§ **What this task involves**: In the article on NHIA claims in the northern region, rewrite the passage from "The National Health" to "fleece the state.", changing "service providers" to "healthcare providers" throughout.

§ **Selected extract**:

Mr. Isaac Gideon Akonde, Deputy Director for the Claims Processing Centre

The National Health Insurance Authority (NHIA) has saved the nation from losing a colossal amount of GH¢1.3 million from service providers in the northern region in the year 2020.

The amount was realized during scrutiny of claims submitted to the NHIA Claims Processing Centre in Tamale for payment by government to the service providers. 

The Deputy Director for the Claims Processing Centre (CPC), Mr. Isaac Gideon Akonde disclosed this in an exclusive interview with THE CUSTODIAN during the Northern Region 2020 End of Year Review Meeting in Tamale last Thursday.

He said the Authority received GH¢29.9 million value of claims from service providers last year in the northern region and the CPC during vetting could not validate GH¢1.3 million of the claims due to some technical errors or deliberate attempts from the providers to fleece the state. 

“The claims would come with some errors, some of them are technical errors and some of them too maybe deliberate that the providers are making to gain from the system but when we look at it with the technical people we have there, people that have clinical background, we understand what goes on at the provider ends.

“So we realize that, you have a claim that comes and the medicine that is given to the patient doesn’t in anyway correspondent with the diagnosis for the patient. For example, you’re treating somebody with malaria, you diagnose the patient with malaria but you are giving hypertension medicines to the person, so those hypertension medicines would be taken off, it would be deducted, it won’t be paid”, Mr Akonde stated.

He added that a significant number of the claim forms also come with wrong NHIA card numbers and when checked in their database, either the numbers do not exist or the numbers are completely wrong.

§ **Exercise data**:
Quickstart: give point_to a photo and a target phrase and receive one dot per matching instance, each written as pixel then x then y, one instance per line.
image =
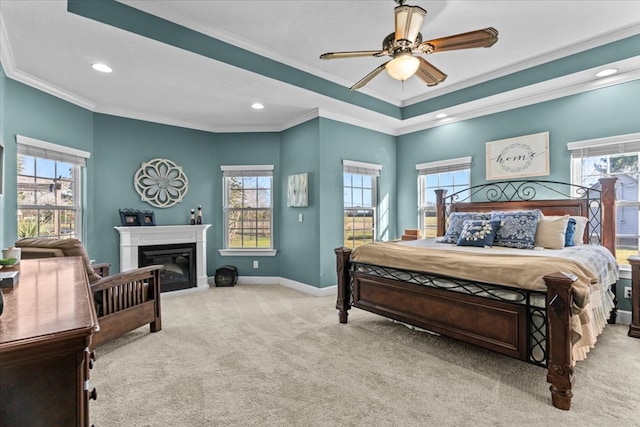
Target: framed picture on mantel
pixel 129 217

§ **Response to the task**:
The National Health Insurance Authority (NHIA) has saved the nation from losing a colossal amount of GH¢1.3 million from healthcare providers in the northern region in the year 2020.

The amount was realized during scrutiny of claims submitted to the NHIA Claims Processing Centre in Tamale for payment by government to the healthcare providers. 

The Deputy Director for the Claims Processing Centre (CPC), Mr. Isaac Gideon Akonde disclosed this in an exclusive interview with THE CUSTODIAN during the Northern Region 2020 End of Year Review Meeting in Tamale last Thursday.

He said the Authority received GH¢29.9 million value of claims from healthcare providers last year in the northern region and the CPC during vetting could not validate GH¢1.3 million of the claims due to some technical errors or deliberate attempts from the providers to fleece the state.